[Shape annotation entries]
# # # # #

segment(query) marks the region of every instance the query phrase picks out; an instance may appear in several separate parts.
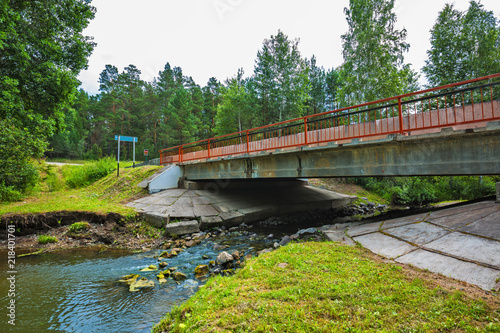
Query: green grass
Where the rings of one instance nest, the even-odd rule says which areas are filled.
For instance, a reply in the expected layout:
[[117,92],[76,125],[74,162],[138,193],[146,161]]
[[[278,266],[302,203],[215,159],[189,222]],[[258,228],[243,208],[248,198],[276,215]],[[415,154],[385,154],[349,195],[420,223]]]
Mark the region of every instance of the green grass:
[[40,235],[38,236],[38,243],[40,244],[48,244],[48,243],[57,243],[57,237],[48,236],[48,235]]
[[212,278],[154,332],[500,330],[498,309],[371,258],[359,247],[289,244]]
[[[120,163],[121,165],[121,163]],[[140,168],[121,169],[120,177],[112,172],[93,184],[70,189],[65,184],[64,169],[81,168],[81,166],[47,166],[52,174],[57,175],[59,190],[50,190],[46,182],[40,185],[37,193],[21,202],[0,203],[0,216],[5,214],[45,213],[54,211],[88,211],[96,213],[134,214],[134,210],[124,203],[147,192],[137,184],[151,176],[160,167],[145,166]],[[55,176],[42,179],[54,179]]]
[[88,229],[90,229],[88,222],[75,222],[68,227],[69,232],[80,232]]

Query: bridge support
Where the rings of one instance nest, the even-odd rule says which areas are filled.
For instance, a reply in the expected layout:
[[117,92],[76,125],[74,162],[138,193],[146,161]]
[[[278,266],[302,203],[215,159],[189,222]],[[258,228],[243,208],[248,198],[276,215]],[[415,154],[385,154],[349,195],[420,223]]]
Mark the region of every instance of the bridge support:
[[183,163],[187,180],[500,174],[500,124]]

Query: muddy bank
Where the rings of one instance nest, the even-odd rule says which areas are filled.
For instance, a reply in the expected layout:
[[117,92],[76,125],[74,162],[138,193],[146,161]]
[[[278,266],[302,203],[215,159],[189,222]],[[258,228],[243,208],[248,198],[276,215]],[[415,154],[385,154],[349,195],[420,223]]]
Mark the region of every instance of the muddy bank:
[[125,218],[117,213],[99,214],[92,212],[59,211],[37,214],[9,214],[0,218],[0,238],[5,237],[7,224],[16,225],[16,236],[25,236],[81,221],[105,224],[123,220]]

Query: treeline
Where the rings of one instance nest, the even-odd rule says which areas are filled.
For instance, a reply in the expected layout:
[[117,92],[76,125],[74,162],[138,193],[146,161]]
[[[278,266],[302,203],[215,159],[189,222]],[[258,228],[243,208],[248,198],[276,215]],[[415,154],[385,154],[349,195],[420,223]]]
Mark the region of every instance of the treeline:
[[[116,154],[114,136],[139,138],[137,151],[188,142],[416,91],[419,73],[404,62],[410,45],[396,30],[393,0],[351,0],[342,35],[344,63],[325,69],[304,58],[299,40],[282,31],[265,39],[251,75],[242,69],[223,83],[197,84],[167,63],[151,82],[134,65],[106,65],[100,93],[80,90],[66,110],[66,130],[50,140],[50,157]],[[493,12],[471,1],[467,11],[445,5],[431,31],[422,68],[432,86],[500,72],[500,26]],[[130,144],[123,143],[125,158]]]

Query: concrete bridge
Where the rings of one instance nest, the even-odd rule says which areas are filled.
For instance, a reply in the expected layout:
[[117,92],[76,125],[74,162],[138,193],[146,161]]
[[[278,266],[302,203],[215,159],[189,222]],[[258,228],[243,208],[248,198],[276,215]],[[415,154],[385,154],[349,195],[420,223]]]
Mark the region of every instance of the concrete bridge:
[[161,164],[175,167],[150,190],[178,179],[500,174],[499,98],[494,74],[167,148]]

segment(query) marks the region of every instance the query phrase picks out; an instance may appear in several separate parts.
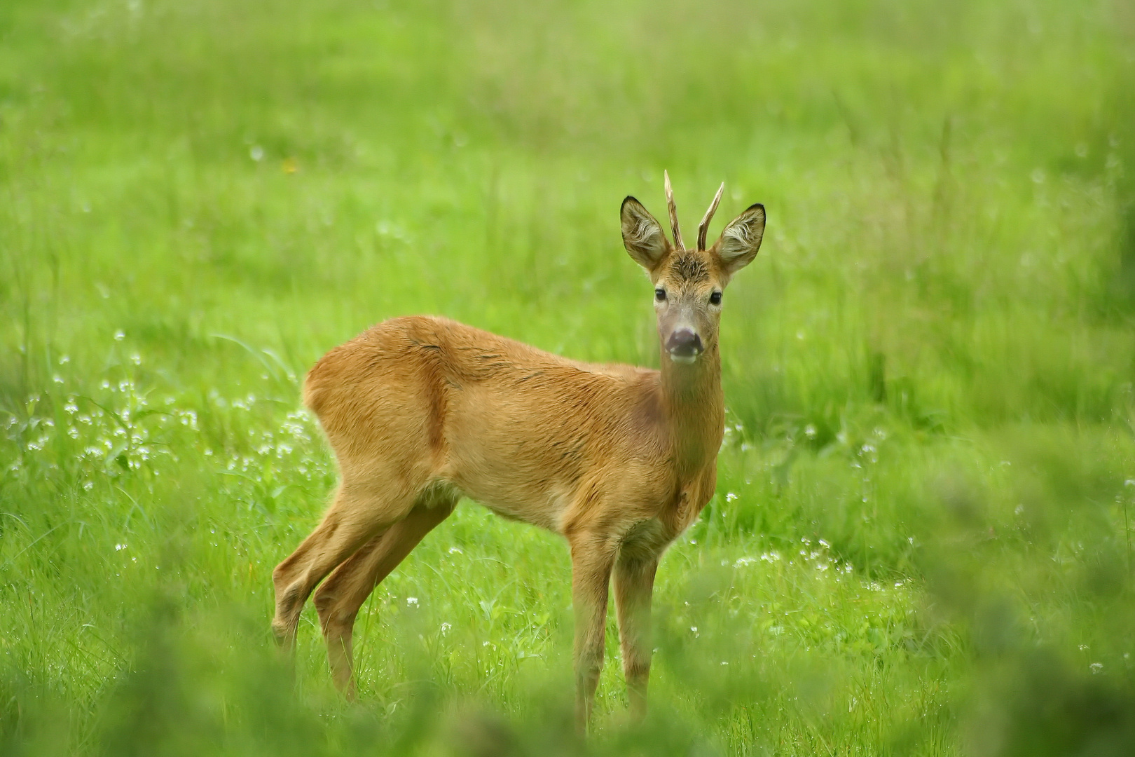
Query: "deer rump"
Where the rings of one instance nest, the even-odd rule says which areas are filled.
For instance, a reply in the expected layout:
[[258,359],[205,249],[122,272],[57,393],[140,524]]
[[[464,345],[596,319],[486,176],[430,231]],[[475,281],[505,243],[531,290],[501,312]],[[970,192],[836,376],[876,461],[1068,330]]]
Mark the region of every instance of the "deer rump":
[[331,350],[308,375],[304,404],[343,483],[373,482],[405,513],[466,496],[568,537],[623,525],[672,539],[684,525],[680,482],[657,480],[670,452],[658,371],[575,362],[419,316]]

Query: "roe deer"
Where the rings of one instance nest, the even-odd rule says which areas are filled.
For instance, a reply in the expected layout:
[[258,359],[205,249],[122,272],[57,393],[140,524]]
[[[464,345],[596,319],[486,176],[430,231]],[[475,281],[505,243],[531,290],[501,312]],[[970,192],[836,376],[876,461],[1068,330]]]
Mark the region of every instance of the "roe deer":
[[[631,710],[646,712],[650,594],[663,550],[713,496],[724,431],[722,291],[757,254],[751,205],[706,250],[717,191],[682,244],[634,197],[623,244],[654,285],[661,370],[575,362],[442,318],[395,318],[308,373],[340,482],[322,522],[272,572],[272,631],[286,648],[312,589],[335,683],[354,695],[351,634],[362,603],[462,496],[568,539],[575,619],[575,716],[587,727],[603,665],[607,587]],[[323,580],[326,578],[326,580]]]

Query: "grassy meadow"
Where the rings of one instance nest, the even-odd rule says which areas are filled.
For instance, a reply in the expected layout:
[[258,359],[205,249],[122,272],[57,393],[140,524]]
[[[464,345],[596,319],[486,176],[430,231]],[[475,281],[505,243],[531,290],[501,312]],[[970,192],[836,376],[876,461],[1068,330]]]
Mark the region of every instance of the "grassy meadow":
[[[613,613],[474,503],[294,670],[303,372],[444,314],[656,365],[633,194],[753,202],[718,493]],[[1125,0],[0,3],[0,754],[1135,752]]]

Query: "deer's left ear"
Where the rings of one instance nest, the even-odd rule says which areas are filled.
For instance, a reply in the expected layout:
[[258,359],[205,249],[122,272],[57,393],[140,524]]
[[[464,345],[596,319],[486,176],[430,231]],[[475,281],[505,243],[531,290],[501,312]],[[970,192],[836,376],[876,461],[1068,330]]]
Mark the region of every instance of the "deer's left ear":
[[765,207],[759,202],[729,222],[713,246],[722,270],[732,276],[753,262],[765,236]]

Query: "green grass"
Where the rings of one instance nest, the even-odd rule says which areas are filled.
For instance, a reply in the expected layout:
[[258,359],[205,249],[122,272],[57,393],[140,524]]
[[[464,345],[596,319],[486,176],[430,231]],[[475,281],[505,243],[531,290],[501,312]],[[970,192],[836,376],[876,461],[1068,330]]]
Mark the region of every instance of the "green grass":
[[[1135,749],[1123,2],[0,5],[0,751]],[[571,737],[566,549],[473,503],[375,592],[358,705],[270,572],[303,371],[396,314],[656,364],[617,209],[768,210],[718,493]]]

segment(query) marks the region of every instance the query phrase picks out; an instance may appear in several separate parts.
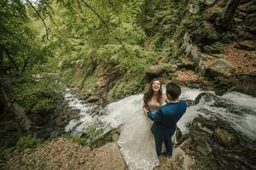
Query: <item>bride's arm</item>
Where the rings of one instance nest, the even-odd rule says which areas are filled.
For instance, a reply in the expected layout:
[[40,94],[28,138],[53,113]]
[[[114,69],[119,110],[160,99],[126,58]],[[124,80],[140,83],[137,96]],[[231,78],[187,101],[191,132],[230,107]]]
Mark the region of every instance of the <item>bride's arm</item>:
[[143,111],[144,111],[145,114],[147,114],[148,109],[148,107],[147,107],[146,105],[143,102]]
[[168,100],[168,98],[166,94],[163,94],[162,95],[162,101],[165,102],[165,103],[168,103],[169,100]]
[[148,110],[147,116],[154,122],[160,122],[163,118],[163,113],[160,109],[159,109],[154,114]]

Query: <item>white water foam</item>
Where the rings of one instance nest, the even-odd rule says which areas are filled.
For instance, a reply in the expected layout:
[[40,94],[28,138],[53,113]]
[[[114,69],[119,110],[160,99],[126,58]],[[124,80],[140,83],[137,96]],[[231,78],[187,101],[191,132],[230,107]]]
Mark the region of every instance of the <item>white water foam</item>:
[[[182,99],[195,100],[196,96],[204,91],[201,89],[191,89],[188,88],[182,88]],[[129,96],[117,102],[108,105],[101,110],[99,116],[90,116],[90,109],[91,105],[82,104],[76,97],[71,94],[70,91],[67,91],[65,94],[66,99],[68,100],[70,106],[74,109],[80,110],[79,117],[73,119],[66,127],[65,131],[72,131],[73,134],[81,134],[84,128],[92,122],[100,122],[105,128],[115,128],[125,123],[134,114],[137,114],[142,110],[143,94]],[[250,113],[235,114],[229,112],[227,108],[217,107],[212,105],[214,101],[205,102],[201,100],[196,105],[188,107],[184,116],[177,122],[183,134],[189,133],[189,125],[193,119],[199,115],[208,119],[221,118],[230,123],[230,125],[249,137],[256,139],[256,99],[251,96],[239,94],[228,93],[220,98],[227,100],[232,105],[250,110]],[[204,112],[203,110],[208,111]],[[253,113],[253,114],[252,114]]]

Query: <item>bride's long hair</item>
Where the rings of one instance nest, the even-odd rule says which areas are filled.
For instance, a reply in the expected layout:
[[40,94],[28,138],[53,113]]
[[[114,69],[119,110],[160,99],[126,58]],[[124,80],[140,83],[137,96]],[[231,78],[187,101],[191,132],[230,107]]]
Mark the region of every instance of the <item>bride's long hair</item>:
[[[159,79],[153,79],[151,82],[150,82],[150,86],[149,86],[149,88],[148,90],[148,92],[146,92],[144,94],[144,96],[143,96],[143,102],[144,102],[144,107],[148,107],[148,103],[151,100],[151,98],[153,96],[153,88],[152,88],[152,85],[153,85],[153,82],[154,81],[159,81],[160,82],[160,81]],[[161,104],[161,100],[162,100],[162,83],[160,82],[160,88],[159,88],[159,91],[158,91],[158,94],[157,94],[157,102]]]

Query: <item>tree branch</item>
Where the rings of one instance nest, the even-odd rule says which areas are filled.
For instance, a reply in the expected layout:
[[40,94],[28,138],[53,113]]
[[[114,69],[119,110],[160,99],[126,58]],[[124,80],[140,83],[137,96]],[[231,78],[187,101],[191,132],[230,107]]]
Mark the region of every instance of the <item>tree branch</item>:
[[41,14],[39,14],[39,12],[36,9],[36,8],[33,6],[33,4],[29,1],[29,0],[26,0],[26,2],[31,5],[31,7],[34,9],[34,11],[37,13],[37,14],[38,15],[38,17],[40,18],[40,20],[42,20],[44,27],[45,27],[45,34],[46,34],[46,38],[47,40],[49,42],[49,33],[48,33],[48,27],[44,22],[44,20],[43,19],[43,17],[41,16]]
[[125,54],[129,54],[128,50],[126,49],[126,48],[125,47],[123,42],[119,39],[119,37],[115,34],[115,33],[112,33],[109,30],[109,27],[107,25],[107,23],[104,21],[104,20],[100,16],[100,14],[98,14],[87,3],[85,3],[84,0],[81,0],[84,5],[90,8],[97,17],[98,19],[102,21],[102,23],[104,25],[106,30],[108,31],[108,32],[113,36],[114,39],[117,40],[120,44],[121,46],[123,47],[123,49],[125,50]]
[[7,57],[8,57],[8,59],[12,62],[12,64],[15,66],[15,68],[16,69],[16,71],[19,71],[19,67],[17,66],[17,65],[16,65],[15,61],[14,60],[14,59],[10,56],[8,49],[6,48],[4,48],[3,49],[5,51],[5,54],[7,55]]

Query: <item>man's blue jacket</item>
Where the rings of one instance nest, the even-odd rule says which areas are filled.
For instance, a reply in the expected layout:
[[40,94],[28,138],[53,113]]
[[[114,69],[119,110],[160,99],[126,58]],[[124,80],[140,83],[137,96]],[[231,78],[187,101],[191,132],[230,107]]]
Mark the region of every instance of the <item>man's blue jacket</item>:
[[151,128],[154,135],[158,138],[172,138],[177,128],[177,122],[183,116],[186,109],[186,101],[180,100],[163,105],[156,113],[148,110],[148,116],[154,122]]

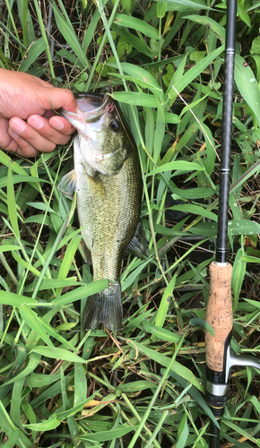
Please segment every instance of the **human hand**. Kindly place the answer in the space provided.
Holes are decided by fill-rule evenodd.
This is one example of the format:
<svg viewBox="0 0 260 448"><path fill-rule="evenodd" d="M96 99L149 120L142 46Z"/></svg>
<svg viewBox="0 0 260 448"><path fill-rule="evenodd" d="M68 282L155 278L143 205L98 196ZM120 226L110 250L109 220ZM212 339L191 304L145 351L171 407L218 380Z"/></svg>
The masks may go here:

# # # # #

◆ **REQUIREMENTS**:
Pull out every line above that contains the word "jacket".

◆ **TASK RESULT**:
Query: <item>man's blue jacket</item>
Mark the region of every instance of the <item>man's blue jacket</item>:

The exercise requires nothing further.